CONSIGNE ÉCRITE 1:
Répondez aux questions suivantes sur le texte consacré au corps électoral français :
(a) À quelle époque le temps présent ressemble-t-il par plus d'un côté ?
(b) Combien de magistrats la chambre compte-t-elle, et combien d'entre eux dépendent du ministère ?
(c) Sur combien de députés l'influence de la couronne peut-elle s'exercer au total ?
CONSIGNE ÉCRITE 2: Prolongez le texte consacré au corps électoral français à partir de sa dernière phrase.

PAGE:
****************************************

Le plus grand danger qui ressorte de l’état actuel en France, c’est la décadence progressive de l’influence des électeurs. Le corps électoral reçoit l’impulsion, il ne la donne plus. L’époque présente ressemble, par plus d’un côté, au temps du directoire ; on dirait que la partie active de la nation attend un maître, tant elle paraît avoir la conscience de sa nullité. Et, comme le gouvernement ne sent pas en lui ce qui manque à la majorité officielle, il en résulte des oscillations sans fin. Le pouvoir va de la chambre au ministère et du ministère à la chambre, flottant sans se fixer.

La composition de la chambre est l’indice le plus frappant de cette absence d’opinion dans le corps électoral. Elle renferme un bataillon de fonctionnaires publics, en plus grand nombre qu’ils ne se trouvaient du temps de M. de Villèle, dans l’armée des trois cents. On compte dans la chambre 96 magistrats, dont 38 n’ont pas une position inamovible et dépendent du ministère ; 50 membres de l’administration, dont 40 maires ; 47 officiers-généraux, ou officiers de terre et de mer ; 9 aides-de-camp du roi, ou employés de la liste civile ; et 4 membres de la diplomatie. Total : 206 députés, sur lesquels peut s’exercer l’influence de la couronne.

****************************************

Éléments provenant d'une source de données:

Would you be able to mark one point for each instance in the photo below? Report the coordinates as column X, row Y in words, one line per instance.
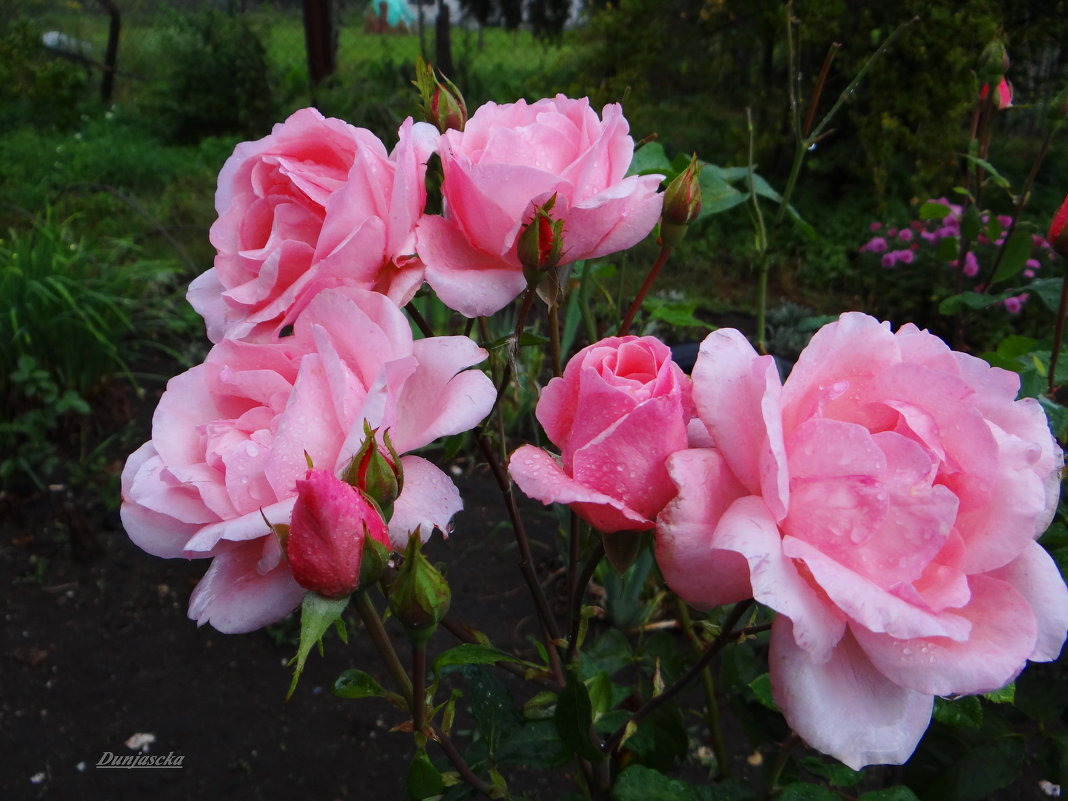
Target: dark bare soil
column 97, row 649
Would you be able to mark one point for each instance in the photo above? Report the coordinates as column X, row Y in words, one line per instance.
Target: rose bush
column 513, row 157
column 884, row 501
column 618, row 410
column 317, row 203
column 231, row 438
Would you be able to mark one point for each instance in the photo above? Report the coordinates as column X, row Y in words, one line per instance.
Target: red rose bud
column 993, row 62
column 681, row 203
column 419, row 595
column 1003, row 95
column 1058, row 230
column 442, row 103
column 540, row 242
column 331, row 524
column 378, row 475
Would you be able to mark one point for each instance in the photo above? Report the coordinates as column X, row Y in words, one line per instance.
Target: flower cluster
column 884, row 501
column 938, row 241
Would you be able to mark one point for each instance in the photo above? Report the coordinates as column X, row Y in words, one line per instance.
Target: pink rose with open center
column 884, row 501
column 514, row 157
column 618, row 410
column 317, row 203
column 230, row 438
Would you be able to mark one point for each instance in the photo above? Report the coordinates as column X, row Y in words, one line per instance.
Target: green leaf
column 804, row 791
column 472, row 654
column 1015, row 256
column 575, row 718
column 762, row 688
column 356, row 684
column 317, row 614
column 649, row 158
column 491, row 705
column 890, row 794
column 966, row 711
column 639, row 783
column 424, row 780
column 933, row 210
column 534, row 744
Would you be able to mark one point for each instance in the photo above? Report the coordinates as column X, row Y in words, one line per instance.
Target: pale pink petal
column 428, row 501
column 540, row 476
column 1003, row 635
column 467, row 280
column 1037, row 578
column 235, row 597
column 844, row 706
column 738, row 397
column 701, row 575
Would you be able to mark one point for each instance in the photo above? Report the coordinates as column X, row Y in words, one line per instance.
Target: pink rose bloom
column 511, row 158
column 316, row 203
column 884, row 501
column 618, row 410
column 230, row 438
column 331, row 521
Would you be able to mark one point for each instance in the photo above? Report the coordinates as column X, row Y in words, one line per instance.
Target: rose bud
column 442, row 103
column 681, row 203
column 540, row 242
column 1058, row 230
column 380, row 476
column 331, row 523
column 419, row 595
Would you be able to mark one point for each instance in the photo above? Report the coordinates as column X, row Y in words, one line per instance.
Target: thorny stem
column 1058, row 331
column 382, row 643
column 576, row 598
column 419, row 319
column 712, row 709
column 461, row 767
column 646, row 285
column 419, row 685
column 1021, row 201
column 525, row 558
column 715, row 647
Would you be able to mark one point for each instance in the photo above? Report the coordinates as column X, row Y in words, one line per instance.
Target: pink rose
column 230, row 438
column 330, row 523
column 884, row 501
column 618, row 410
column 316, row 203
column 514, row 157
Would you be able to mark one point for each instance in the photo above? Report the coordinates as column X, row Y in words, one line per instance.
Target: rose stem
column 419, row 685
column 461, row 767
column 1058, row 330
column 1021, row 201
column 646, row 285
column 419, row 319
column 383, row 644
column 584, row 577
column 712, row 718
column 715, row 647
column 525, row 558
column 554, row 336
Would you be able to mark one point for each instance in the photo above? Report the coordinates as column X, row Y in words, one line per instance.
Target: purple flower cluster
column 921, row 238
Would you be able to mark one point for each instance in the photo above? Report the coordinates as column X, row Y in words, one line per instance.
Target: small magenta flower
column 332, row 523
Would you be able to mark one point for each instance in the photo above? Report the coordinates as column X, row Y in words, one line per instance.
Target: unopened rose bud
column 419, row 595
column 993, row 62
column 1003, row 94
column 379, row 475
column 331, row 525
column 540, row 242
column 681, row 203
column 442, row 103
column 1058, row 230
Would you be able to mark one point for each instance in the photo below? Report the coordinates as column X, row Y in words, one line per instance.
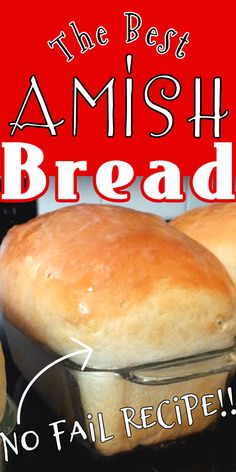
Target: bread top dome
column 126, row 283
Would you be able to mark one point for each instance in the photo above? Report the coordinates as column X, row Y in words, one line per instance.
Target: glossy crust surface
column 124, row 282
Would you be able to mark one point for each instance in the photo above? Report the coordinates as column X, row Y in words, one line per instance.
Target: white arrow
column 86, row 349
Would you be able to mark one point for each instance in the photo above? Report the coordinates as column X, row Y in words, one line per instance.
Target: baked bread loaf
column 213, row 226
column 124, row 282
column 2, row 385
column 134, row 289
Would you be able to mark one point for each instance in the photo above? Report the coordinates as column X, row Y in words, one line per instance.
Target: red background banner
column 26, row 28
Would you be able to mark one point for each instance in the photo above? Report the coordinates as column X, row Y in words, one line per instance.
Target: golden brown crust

****************************************

RÉPONSE ÉCRITE 1:
(a) Au temps du directoire.
(b) 96 magistrats, dont 38 dépendent du ministère.
(c) Sur 206 députés.

RÉPONSE ÉCRITE 2:
Les avocats et hommes de lettres sont au nombre de 155, les manufacturiers, banquiers, notaires, commerçans, etc., réunissent 45 voix ; il y a 153 propriétaires ou rentiers. Total : 253 membres indépendans par leur position.

Quand les opinions sont classées, et que la majorité sait ce qu’elle veut, ce n’est pas la position des candidats, c’est l’homme que l’on choisit. Mais lorsque les opinions sont incertaines, on se rattache à la position comme à un drapeau. De là l’influence du ministère sur les élections, bien que la majorité des électeurs n’ait pour lui ni haine ni sympathie prononcée.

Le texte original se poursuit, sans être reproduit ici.